— Start of Available records —

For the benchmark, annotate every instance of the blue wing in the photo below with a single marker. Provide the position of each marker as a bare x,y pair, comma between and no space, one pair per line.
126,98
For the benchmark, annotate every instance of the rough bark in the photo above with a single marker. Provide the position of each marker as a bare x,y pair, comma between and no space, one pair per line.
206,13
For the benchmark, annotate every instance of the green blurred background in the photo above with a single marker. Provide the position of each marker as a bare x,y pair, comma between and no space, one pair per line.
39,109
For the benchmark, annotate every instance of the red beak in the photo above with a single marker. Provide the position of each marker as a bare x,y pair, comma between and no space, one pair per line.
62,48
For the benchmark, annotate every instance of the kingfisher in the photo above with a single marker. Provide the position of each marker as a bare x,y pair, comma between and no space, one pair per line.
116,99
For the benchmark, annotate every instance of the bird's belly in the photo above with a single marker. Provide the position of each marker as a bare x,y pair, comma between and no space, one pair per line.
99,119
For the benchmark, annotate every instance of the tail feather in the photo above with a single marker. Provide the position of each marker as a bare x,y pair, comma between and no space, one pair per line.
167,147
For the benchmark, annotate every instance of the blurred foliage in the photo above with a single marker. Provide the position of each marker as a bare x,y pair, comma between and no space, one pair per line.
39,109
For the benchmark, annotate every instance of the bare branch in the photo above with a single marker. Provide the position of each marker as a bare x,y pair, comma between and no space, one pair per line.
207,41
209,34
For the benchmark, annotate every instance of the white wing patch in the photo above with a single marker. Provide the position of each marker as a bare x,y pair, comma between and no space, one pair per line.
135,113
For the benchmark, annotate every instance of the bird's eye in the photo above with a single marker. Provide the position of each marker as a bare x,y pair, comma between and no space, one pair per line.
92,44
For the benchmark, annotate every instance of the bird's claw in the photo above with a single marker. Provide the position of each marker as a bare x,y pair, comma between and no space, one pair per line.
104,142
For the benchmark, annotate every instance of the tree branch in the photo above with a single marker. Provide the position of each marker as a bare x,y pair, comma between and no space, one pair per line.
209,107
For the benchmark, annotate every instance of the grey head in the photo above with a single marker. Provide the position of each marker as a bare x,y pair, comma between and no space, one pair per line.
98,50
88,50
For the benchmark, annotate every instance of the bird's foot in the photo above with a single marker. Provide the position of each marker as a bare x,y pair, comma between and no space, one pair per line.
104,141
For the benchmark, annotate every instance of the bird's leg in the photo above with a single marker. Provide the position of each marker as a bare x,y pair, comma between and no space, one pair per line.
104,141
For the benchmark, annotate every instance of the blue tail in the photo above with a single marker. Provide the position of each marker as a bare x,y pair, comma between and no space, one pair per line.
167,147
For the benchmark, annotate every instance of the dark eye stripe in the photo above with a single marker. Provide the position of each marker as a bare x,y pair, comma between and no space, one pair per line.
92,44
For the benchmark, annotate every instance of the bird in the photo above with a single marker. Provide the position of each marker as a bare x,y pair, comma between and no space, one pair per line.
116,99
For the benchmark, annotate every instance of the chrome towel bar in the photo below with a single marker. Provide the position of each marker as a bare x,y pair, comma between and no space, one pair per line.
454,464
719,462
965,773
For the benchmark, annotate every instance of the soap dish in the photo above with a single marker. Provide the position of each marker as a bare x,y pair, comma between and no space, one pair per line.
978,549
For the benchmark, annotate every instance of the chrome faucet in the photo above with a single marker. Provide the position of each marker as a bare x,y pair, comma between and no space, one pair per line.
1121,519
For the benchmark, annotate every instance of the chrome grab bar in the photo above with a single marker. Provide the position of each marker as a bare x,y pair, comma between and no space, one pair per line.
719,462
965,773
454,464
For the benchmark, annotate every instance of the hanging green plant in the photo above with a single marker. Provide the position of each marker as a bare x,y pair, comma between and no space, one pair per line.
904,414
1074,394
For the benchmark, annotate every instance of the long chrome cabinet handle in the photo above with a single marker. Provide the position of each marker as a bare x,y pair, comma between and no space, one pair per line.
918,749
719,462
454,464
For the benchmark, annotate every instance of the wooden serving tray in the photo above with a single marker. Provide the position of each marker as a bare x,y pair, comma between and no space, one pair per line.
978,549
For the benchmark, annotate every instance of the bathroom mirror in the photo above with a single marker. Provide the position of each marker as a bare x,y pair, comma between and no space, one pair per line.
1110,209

— End of Available records —

**Instructions for the task:** Copy, character for character, the lines from the line that holds "For the benchmark, annotate every instance of the long" through the final line of the records above.

**Result below:**
For the benchmark, annotate every instance of the long chrome cabinet handle in the photo above with a single marker. Provide the position of each marker as a bare x,y pair, comma between and no space, one pair per line.
918,749
719,462
454,464
For the benchmark, annotate every instance of the wooden serving tray in the photo above with a single marker. Provide the position of each marker as a bare x,y pair, comma between and no space, one pair per line.
978,549
For the benchmark, annotate every instance of the bathroom mirror in the photo above with a single marker. Provide the position of each marker as a bare x,y pair, comma between and no space, one pair per line.
1110,209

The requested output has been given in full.